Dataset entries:
+++
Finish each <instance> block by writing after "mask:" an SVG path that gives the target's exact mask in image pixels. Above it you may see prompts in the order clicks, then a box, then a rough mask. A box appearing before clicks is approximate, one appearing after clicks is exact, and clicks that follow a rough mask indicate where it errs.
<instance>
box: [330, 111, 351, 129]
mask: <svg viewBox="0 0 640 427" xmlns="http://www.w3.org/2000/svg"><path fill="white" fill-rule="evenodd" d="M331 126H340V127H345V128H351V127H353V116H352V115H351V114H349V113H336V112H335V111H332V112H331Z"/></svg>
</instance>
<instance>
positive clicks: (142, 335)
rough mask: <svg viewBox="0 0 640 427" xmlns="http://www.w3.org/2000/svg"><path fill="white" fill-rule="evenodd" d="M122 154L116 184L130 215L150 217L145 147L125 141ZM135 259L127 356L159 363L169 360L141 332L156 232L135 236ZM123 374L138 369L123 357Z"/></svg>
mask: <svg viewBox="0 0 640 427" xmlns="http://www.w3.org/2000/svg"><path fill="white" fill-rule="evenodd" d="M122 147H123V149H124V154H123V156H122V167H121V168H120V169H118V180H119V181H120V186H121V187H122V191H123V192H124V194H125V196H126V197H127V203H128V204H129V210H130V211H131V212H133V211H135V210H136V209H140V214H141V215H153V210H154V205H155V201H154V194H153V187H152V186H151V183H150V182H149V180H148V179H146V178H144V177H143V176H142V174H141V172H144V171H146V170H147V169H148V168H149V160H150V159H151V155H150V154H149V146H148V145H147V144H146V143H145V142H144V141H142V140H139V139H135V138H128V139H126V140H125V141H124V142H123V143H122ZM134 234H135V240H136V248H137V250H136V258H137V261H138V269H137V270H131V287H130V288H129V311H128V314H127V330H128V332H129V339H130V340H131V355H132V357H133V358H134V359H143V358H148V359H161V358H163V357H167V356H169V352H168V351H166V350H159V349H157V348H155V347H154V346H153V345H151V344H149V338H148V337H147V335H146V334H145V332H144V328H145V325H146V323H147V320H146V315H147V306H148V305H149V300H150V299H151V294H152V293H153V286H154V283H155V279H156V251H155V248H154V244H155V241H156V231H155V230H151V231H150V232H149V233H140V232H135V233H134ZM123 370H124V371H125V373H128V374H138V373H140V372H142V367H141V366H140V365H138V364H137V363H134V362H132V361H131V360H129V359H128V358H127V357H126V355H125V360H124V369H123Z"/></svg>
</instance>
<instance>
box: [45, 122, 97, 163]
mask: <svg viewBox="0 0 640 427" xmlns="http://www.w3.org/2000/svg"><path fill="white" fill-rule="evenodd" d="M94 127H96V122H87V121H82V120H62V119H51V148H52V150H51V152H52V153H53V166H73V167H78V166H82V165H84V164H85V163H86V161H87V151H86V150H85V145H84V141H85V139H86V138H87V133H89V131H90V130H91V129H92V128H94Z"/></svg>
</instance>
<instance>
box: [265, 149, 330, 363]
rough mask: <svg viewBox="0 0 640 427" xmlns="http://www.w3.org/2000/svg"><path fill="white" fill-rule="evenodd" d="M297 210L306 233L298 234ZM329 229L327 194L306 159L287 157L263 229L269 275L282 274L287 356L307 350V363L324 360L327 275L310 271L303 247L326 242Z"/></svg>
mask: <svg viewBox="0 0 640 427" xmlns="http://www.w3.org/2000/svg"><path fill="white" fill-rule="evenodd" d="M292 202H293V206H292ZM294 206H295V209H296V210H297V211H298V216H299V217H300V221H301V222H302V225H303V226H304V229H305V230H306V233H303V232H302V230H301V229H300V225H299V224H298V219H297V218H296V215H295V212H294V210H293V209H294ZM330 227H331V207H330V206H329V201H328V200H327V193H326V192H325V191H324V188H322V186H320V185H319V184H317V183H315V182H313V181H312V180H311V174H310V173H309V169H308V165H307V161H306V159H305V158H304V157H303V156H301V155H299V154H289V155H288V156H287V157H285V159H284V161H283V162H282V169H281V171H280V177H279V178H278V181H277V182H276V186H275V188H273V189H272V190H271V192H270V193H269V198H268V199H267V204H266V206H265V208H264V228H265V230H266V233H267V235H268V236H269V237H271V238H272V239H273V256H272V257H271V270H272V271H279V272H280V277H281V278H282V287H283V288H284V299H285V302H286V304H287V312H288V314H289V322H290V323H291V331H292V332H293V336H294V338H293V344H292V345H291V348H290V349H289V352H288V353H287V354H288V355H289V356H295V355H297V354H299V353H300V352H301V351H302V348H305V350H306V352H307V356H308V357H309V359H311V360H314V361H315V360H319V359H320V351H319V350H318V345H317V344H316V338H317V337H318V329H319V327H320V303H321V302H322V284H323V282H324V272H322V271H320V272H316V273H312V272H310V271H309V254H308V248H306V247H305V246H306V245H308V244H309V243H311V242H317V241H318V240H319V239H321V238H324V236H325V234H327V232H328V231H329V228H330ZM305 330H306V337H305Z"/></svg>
+++
[Problem description]: Copy each line of the data above that holds "clicks".

[Answer space]:
Finish each <instance> block by writing after "mask:" an SVG path that gives the target's exact mask in image pixels. Above it you may see prompts in the order clicks, then a box, then a rough mask. A box appearing before clicks is approximate, one appearing after clicks is exact, and clicks that follow a rough mask indicate where it errs.
positive clicks: (142, 335)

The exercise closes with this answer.